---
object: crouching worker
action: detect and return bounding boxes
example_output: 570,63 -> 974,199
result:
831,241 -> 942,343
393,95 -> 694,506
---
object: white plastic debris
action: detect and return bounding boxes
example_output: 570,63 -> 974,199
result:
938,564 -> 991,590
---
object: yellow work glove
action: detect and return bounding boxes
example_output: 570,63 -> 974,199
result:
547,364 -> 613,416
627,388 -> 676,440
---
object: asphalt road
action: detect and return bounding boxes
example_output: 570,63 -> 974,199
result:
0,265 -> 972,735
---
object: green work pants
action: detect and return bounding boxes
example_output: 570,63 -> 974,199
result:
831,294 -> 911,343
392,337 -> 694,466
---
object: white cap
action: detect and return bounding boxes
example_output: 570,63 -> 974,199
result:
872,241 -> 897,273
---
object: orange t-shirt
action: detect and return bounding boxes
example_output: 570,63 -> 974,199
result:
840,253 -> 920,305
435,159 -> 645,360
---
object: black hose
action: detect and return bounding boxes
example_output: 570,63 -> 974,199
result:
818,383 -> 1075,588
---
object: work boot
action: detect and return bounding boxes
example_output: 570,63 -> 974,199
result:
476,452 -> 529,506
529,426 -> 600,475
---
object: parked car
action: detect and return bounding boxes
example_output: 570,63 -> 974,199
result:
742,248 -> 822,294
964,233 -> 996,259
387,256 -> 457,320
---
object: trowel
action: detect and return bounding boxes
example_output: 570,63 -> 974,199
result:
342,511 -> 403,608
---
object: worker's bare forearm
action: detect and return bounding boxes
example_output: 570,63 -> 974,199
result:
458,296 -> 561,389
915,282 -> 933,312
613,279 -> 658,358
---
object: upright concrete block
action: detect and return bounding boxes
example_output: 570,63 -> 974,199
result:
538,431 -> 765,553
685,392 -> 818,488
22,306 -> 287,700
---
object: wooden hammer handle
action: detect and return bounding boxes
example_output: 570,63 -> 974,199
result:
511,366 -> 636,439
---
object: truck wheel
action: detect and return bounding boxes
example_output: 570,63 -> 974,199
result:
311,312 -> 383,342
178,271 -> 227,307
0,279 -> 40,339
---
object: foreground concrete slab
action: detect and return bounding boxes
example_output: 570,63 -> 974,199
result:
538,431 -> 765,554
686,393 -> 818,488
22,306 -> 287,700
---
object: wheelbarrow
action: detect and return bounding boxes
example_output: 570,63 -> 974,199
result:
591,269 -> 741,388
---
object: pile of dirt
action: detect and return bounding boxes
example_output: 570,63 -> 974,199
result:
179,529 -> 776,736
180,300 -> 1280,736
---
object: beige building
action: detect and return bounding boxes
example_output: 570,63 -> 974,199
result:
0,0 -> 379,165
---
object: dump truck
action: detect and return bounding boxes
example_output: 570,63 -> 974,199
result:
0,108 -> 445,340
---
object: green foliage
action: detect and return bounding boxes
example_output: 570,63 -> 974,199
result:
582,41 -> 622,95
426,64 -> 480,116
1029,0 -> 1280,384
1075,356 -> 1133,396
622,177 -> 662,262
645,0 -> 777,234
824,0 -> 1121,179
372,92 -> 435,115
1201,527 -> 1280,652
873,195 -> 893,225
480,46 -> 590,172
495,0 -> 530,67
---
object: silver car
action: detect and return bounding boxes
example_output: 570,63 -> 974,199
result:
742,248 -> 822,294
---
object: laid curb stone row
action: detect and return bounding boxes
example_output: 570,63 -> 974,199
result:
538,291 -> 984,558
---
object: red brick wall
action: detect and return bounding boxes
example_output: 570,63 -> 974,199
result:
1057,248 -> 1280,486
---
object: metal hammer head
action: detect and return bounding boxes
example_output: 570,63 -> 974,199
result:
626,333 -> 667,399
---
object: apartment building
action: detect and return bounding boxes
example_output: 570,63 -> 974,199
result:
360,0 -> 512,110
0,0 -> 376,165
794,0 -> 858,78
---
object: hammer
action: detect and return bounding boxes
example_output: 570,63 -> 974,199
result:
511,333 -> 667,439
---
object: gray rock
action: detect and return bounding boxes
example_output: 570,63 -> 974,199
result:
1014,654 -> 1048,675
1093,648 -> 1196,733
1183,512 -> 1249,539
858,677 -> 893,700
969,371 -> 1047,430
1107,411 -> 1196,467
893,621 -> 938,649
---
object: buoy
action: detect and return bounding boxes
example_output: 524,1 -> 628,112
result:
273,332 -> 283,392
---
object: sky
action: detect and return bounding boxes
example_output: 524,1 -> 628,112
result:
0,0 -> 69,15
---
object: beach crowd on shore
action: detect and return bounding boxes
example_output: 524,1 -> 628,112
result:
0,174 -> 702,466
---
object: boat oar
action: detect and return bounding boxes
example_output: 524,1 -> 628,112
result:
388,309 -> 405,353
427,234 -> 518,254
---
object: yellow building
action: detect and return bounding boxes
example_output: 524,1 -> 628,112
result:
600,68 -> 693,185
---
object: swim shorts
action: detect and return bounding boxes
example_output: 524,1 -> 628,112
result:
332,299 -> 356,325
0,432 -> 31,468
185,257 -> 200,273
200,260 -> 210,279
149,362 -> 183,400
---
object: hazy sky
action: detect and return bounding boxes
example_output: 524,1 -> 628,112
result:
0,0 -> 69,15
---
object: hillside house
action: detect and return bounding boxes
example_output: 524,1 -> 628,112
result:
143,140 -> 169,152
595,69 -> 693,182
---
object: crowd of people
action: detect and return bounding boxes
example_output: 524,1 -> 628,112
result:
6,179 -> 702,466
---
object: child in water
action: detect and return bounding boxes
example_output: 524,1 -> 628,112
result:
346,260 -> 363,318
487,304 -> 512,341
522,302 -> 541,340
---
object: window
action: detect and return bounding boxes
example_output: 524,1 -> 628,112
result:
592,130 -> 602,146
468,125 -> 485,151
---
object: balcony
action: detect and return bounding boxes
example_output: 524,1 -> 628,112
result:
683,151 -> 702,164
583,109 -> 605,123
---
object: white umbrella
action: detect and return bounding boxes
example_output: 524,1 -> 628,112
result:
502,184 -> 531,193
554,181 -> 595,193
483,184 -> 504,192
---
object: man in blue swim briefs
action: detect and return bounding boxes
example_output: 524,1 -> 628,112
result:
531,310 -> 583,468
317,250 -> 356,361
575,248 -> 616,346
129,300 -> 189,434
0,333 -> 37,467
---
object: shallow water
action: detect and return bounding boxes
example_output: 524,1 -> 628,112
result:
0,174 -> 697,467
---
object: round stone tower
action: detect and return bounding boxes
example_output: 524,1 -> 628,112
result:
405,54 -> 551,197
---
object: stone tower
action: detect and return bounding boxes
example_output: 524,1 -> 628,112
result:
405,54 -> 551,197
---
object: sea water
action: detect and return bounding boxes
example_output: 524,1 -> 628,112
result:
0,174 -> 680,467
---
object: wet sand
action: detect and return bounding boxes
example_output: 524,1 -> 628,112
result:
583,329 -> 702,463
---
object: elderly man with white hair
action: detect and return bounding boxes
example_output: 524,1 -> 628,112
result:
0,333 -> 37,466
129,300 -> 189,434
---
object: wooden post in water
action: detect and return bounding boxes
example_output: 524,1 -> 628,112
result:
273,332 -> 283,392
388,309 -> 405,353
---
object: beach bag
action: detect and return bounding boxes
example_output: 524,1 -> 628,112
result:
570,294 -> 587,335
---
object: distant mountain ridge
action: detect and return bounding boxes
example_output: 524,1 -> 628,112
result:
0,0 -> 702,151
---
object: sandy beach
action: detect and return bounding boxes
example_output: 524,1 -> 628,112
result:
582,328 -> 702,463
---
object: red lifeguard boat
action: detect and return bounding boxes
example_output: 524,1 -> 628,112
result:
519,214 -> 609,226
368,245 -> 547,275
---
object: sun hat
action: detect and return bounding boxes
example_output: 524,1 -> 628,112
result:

> **AIM OF THE TASK**
Convert all of the material above into a JSON list of strings with one string per line, omitting any blank lines.

> **THE OUTPUT**
[
  "---",
  "object: crouching worker",
  "action: detect and return bounding boxes",
  "example_output: 570,63 -> 974,199",
  "result:",
  "831,241 -> 942,343",
  "393,95 -> 694,506",
  "---",
  "object: white plastic debris",
  "action: detect and return bounding boxes",
  "example_output: 570,63 -> 974,199",
  "result:",
  "938,564 -> 991,590",
  "---",
  "object: yellow work glove",
  "action: detect and return bounding boxes",
  "example_output: 570,63 -> 974,199",
  "result:",
  "547,364 -> 613,416",
  "627,388 -> 676,440",
  "---",
  "object: asphalt road",
  "action: detect and return bounding boxes",
  "example_output: 570,63 -> 974,199",
  "result:",
  "0,265 -> 972,735",
  "---",
  "object: green work pants",
  "action: detect and return bounding boxes",
  "example_output: 570,63 -> 974,199",
  "result:",
  "831,294 -> 911,343",
  "392,337 -> 694,466",
  "---",
  "object: white cap",
  "action: detect and return bounding boxes",
  "example_output: 570,63 -> 974,199",
  "result:",
  "872,241 -> 897,273",
  "---",
  "object: orange t-shirt",
  "action: detect and return bounding boxes",
  "example_output: 570,63 -> 974,199",
  "result:",
  "840,253 -> 920,305",
  "435,159 -> 645,360",
  "---",
  "object: black hose",
  "action: detect and return bounding boxes",
  "example_output: 570,63 -> 974,199",
  "result:",
  "818,383 -> 1075,588",
  "---",
  "object: work boot",
  "action: detect and return bounding boxes",
  "example_output: 570,63 -> 974,199",
  "result:",
  "476,452 -> 529,506",
  "529,426 -> 600,475",
  "---",
  "object: parked car",
  "action: detect and return bounding boxes",
  "example_output: 570,63 -> 974,199",
  "result:",
  "742,248 -> 822,294",
  "964,233 -> 996,259",
  "387,256 -> 457,320",
  "---",
  "object: trowel",
  "action: detect and return bounding boxes",
  "example_output: 570,63 -> 974,199",
  "result:",
  "342,511 -> 403,608",
  "---",
  "object: worker's bare forearm",
  "action: detect and return bounding boxes",
  "example_output: 570,63 -> 974,199",
  "result:",
  "458,296 -> 561,389",
  "915,282 -> 933,312",
  "613,279 -> 658,358",
  "---",
  "object: upright concrete block",
  "action: detect and return bounding boxes",
  "example_output: 570,63 -> 974,199",
  "result:",
  "538,431 -> 765,553",
  "685,392 -> 818,488",
  "22,306 -> 287,700",
  "---",
  "object: wooden hammer handle",
  "action: detect and return bounding boxes",
  "example_output: 570,63 -> 974,199",
  "result:",
  "511,366 -> 636,439",
  "---",
  "object: truck wheel",
  "action: detect and return bounding boxes",
  "example_output: 570,63 -> 974,199",
  "result:",
  "311,312 -> 383,342",
  "178,271 -> 227,307",
  "0,279 -> 40,339",
  "---",
  "object: foreground concrete slab",
  "action: detect and return bounding boxes",
  "example_output: 570,63 -> 974,199",
  "result:",
  "538,431 -> 765,554",
  "686,393 -> 818,488",
  "22,306 -> 287,700",
  "---",
  "object: wheelbarrow",
  "action: detect and return bounding boxes",
  "example_output: 570,63 -> 974,199",
  "result:",
  "591,269 -> 741,388",
  "---",
  "object: pile of dirt",
  "action: detect and return bounding boxes",
  "example_output: 570,63 -> 974,199",
  "result:",
  "179,529 -> 776,736",
  "180,300 -> 1280,736",
  "---",
  "object: beige building",
  "action: detect and return bounding boxes",
  "example_output: 570,63 -> 974,199",
  "result:",
  "0,0 -> 379,165",
  "---",
  "object: dump truck",
  "action: detect and return bounding boxes",
  "example_output: 570,63 -> 974,199",
  "result:",
  "0,108 -> 445,340",
  "---",
  "object: green foliage",
  "action: detect and return bounding boxes",
  "example_output: 570,63 -> 974,199",
  "result:",
  "582,41 -> 622,95",
  "426,64 -> 480,116",
  "1029,0 -> 1280,384",
  "1075,356 -> 1133,396",
  "622,177 -> 662,262",
  "645,0 -> 777,234",
  "824,0 -> 1121,179",
  "372,92 -> 435,115",
  "1201,527 -> 1280,652",
  "873,195 -> 893,225",
  "480,46 -> 590,172",
  "495,0 -> 530,67",
  "---",
  "object: silver car",
  "action: detect and return bounding boxes",
  "example_output: 570,63 -> 974,199",
  "result:",
  "742,248 -> 822,294",
  "---",
  "object: laid curb stone row",
  "action: detect and return bounding boxes",
  "example_output: 570,63 -> 974,199",
  "result:",
  "538,291 -> 984,558",
  "---",
  "object: red brick wall",
  "action: detect and return bounding boxes",
  "example_output: 570,63 -> 974,199",
  "result:",
  "1057,248 -> 1280,486",
  "---",
  "object: metal hammer head",
  "action: detect and return bounding boxes",
  "example_output: 570,63 -> 974,199",
  "result:",
  "626,333 -> 667,399",
  "---",
  "object: apartment building",
  "action: detect and return bounding boxes",
  "example_output: 570,63 -> 974,199",
  "result:",
  "360,0 -> 512,110",
  "0,0 -> 376,165",
  "794,0 -> 858,78",
  "---",
  "object: hammer",
  "action: detect and return bounding boxes",
  "example_output: 570,63 -> 974,199",
  "result:",
  "511,333 -> 667,439",
  "---",
  "object: gray rock",
  "action: detect and return bounding boxes",
  "example_output: 570,63 -> 974,199",
  "result:",
  "1014,654 -> 1048,675",
  "1093,648 -> 1196,733",
  "1183,512 -> 1249,539",
  "858,677 -> 893,700",
  "969,371 -> 1047,430",
  "1107,411 -> 1196,467",
  "893,621 -> 938,649",
  "---",
  "object: buoy",
  "action: detect and return bounding boxes",
  "example_output: 524,1 -> 628,112",
  "result:",
  "273,332 -> 283,392",
  "---",
  "object: sky",
  "action: detect and return bounding boxes",
  "example_output: 524,1 -> 628,112",
  "result:",
  "0,0 -> 69,15",
  "---",
  "object: beach crowd on shore",
  "action: detect and return bounding boxes",
  "example_output: 524,1 -> 628,112",
  "result:",
  "0,174 -> 702,466",
  "---",
  "object: boat oar",
  "action: detect and return bounding boxes",
  "example_output: 524,1 -> 628,112",
  "result:",
  "388,309 -> 405,353",
  "427,234 -> 518,254",
  "---",
  "object: yellow building",
  "action: detect and return bounding boxes",
  "example_output: 524,1 -> 628,112",
  "result:",
  "600,68 -> 693,185",
  "---",
  "object: swim shorts",
  "action: detect and return bounding boxes",
  "example_output: 524,1 -> 628,112",
  "result:",
  "332,299 -> 356,325",
  "0,432 -> 31,468",
  "185,257 -> 200,273",
  "200,260 -> 210,279",
  "149,362 -> 183,400",
  "---",
  "object: hazy sky",
  "action: detect and return bounding boxes",
  "example_output: 524,1 -> 628,112",
  "result:",
  "0,0 -> 69,15",
  "---",
  "object: hillside house",
  "action: detect and return bounding boxes",
  "example_output: 524,1 -> 628,112",
  "result:",
  "143,140 -> 169,152",
  "595,69 -> 693,182",
  "---",
  "object: crowd of people",
  "action: detect and return bounding boxes",
  "example_output: 524,1 -> 628,112",
  "result:",
  "6,179 -> 702,466",
  "---",
  "object: child in water",
  "action: detect and return bounding boxes",
  "example_output: 524,1 -> 628,112",
  "result:",
  "346,260 -> 363,318",
  "487,304 -> 512,341",
  "522,302 -> 541,340",
  "---",
  "object: window",
  "action: detect and return bounding boxes",
  "example_output: 524,1 -> 628,112",
  "result:",
  "592,130 -> 602,146",
  "468,125 -> 485,151",
  "---",
  "object: balcony",
  "action: detect and return bounding boxes",
  "example_output: 524,1 -> 628,112",
  "result:",
  "683,151 -> 702,164",
  "583,109 -> 605,123",
  "---",
  "object: white umbrella",
  "action: detect and return bounding boxes",
  "example_output: 524,1 -> 628,112",
  "result:",
  "502,184 -> 531,193",
  "554,181 -> 595,193",
  "483,184 -> 504,192",
  "---",
  "object: man in blue swim briefs",
  "action: detect and return bounding boxes",
  "example_output: 524,1 -> 628,112",
  "result:",
  "531,310 -> 583,468",
  "317,250 -> 356,361",
  "575,248 -> 616,346",
  "129,300 -> 189,434",
  "0,333 -> 37,467",
  "---",
  "object: shallow water",
  "action: detect and return bounding boxes",
  "example_output: 524,1 -> 628,112",
  "result:",
  "0,174 -> 697,467",
  "---",
  "object: round stone tower",
  "action: detect and return bounding boxes",
  "example_output: 524,1 -> 628,112",
  "result:",
  "405,54 -> 551,197",
  "---",
  "object: stone tower",
  "action: detect and return bounding boxes",
  "example_output: 524,1 -> 628,112",
  "result:",
  "405,54 -> 551,197",
  "---",
  "object: sea water",
  "action: detect and return bounding boxes",
  "example_output: 524,1 -> 628,112",
  "result:",
  "0,174 -> 680,467",
  "---",
  "object: wet sand",
  "action: detect and return bounding boxes",
  "example_output: 524,1 -> 628,112",
  "result:",
  "583,329 -> 702,463",
  "---",
  "object: elderly man with white hair",
  "action: detect and return bounding boxes",
  "example_output: 524,1 -> 628,112",
  "result:",
  "0,333 -> 37,466",
  "129,300 -> 189,434",
  "---",
  "object: wooden post in water",
  "action: detect and return bounding boxes",
  "example_output: 524,1 -> 628,112",
  "result:",
  "273,332 -> 283,392",
  "388,309 -> 405,353",
  "---",
  "object: beach bag",
  "action: detect and return bounding boxes",
  "example_output: 524,1 -> 628,112",
  "result:",
  "570,294 -> 587,335",
  "---",
  "object: distant mountain ridge",
  "action: detect and return bounding boxes",
  "example_output: 524,1 -> 628,112",
  "result:",
  "0,0 -> 702,151",
  "---",
  "object: sandy beach",
  "action: detect and return bounding boxes",
  "example_output: 524,1 -> 628,112",
  "result:",
  "582,328 -> 702,463",
  "---",
  "object: red lifeguard boat",
  "action: detect and return bounding boxes",
  "example_output: 524,1 -> 628,112",
  "result:",
  "519,214 -> 609,226",
  "368,245 -> 547,275",
  "---",
  "object: sun hat",
  "action: detect and return bounding boxes",
  "example_output: 524,1 -> 628,112",
  "result:"
]